TAREFA
Extraia do texto sobre as formigas, sem alterar nada, o trecho que vai de "Quem nunca parou" até "diminuta e irrelevante.".

____ TEXTO PARA LEITURA

Crescer por quê?

Quem nunca parou tudo aquilo de mais importante que estava fazendo para observar desatentamente o trabalho das formigas? Como qualquer eu também fui captado pela fugacidade de seus movimentos e pela oportunidade única de aproveitar aquele momento de ócio tão desinteressante. Acontece que as formigas têm bastante a nos ensinar, o problema é que não damos a devida atenção e cuidado às formigas, sempre somos grandes demais para sua vida diminuta e irrelevante.

Imagino o que se passa na racionalização de uma formiga, esse animal que tanto supre sua vida de ofício, esse bicho que vence sua insignificância física no mundo por captar a atenção de nós humanos, tão grandes em nossa dimensão, e tão pequenos no vazio existencial do universo das formigas. Fico curioso para saber o que a formiga pensa de mim que parei toda minha vida complexa e atribulada para conceder a ela um momento de atenção vaga, não como interesse por sua existência, mas como fuga de minha própria existência corrida... Eu descanso sem culpa, pois ver formigas cabe em minha consciência, mas e ela, em sua pequenez e obstinação por uma vida de esforços, será que tem tempo de parar e por um segundo que seja contemplar minha existência? Será que as formigas me percebem? Acho que somos grandes demais para isso...

Ser pequeno exige a resiliência de subverter a lógica dos heróis robustos e capacitados, fugir do cliché de vencer pela força física ou pelo poderio bélico que inspira a guerra. Ser pequeno é, antes de tudo, ter coragem de ser assim como a formiga. É que a gente deve se ver sempre pequeno, levar os contratempos da altura somente quando nos for solicitado, lembrar que ser pequeno exige obstinação, não por um dia ser grande, mas por ser notado em ser pequeno. Não quero os caminhos saltados e atalhos que pés grandes podem oferecer, é sabido que meus pés pequenos vão cansar mais, a estrada sem atalhos normalmente é a mais desnivelada, mas é preciso que a gente se canse para chegar, é preciso sentir calor no asfalto, afundar os pés na lama e suar, suar muito para descobrir as minúcias do caminho. Aos que tem pés grandes cabe aproveitar a linha de chegada, aos pequenos cabe aproveitar as dores e as delicias de caminhar.

________
____ LINHAS GUARDADAS

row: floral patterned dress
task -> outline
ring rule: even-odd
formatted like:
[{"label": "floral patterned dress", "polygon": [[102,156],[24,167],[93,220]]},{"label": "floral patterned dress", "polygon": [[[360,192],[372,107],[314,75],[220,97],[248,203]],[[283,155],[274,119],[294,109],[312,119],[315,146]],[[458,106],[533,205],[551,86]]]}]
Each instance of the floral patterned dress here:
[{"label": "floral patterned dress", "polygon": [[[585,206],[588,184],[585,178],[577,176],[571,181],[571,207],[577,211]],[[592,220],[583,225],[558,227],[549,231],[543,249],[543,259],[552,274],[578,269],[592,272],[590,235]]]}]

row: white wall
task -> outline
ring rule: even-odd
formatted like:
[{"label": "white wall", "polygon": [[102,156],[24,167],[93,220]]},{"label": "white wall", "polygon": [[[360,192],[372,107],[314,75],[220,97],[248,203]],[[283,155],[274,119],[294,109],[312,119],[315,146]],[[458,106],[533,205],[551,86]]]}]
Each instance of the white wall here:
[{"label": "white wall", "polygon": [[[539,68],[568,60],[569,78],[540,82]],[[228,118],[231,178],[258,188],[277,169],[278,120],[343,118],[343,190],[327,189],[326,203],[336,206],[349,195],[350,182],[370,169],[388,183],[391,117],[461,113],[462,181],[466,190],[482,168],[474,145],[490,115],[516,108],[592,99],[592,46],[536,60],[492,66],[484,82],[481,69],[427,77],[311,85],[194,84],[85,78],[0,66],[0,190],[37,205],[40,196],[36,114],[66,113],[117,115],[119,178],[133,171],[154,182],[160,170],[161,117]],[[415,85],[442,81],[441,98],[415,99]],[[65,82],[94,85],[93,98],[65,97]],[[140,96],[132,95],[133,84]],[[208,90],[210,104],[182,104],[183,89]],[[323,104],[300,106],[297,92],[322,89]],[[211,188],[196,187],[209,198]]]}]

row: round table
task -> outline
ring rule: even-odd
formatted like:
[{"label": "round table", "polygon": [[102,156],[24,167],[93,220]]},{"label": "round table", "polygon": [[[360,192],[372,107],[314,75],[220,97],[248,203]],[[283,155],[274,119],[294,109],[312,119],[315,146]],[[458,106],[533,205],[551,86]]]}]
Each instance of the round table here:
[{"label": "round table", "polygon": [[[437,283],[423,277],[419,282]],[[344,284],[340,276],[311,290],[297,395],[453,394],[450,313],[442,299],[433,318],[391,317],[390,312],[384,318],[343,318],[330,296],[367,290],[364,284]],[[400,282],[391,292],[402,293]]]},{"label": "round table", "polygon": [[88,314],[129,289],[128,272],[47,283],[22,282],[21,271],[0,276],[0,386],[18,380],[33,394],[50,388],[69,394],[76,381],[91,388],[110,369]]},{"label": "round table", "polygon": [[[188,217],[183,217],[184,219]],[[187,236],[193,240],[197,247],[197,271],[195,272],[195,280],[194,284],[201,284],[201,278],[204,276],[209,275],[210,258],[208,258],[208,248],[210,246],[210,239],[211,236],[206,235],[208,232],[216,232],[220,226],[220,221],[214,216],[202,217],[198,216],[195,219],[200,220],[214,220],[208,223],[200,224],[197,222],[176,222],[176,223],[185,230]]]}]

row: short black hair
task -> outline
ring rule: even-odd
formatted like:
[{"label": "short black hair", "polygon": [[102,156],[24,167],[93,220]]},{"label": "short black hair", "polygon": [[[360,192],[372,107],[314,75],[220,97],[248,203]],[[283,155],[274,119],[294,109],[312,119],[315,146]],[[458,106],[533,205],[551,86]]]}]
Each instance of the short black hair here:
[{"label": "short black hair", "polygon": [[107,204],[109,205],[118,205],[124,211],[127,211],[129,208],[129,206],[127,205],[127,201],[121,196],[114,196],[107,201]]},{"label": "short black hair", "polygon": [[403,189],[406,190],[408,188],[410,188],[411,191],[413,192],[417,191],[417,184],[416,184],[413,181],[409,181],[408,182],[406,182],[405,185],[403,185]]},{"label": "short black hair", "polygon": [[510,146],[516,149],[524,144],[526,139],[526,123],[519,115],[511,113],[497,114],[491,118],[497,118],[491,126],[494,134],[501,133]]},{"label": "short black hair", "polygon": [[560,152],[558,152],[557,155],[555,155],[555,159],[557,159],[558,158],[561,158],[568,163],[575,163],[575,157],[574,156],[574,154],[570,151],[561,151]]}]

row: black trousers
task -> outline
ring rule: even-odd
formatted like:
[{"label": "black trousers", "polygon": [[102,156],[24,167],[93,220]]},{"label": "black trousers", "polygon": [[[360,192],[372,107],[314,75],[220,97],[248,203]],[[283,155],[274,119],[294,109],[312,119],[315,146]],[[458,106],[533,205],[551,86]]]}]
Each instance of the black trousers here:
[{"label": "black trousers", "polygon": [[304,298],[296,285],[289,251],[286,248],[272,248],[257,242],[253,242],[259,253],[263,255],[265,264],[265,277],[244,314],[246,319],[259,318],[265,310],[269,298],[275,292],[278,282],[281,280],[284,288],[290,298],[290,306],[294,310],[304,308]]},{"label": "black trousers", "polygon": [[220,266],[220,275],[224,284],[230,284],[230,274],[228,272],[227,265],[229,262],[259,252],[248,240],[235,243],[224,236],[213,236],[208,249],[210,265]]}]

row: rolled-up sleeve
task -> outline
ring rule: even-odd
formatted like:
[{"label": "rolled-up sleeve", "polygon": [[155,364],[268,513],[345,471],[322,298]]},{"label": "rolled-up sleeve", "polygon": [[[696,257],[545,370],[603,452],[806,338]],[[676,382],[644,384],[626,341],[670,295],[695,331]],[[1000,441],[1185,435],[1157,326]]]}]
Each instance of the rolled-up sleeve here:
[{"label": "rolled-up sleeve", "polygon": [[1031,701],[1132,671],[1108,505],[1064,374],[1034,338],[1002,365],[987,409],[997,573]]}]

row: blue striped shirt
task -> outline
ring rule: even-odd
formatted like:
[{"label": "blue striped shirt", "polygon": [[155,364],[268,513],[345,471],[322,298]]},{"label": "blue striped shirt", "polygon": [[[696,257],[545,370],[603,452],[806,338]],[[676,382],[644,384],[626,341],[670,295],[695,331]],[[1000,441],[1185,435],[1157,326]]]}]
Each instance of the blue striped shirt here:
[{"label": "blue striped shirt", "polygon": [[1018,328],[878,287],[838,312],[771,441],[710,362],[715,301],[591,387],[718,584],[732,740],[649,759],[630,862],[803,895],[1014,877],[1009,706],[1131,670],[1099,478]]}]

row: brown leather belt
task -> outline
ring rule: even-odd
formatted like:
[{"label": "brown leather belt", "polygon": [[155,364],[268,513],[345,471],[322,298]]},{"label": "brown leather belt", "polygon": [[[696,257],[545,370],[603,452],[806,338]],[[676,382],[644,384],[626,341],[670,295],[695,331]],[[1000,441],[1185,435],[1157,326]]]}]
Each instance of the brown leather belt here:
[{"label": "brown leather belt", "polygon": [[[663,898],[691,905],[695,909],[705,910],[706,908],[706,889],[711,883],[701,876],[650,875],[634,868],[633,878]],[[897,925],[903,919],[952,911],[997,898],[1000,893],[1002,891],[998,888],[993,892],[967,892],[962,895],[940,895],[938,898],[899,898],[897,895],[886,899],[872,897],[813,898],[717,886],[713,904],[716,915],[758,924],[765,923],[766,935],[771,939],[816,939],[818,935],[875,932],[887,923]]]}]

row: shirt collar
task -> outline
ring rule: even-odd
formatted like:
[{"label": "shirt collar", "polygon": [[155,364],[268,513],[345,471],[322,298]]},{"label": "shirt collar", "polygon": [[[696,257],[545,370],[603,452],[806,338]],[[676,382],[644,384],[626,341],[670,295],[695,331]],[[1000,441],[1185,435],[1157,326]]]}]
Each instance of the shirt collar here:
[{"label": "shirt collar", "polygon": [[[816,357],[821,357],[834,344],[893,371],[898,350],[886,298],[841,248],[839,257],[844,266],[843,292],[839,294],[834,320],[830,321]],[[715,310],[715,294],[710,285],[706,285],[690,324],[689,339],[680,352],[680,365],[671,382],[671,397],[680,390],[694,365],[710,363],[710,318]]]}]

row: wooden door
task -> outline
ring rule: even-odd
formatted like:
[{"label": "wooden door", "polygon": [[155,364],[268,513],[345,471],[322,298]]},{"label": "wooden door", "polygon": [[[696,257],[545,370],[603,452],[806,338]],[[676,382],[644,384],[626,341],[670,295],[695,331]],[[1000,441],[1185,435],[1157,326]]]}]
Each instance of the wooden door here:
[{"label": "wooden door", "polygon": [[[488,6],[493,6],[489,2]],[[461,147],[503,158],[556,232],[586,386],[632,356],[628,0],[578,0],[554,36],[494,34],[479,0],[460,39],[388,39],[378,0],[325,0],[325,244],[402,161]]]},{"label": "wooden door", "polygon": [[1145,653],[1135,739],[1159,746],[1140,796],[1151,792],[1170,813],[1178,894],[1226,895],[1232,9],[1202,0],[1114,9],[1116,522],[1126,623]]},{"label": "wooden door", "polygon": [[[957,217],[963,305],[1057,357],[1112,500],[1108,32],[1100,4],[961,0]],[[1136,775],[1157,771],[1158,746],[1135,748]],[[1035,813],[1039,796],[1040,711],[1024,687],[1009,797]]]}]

________

RESPOSTA
Quem nunca parou tudo aquilo de mais importante que estava fazendo para observar desatentamente o trabalho das formigas? Como qualquer eu também fui captado pela fugacidade de seus movimentos e pela oportunidade única de aproveitar aquele momento de ócio tão desinteressante. Acontece que as formigas têm bastante a nos ensinar, o problema é que não damos a devida atenção e cuidado às formigas, sempre somos grandes demais para sua vida diminuta e irrelevante.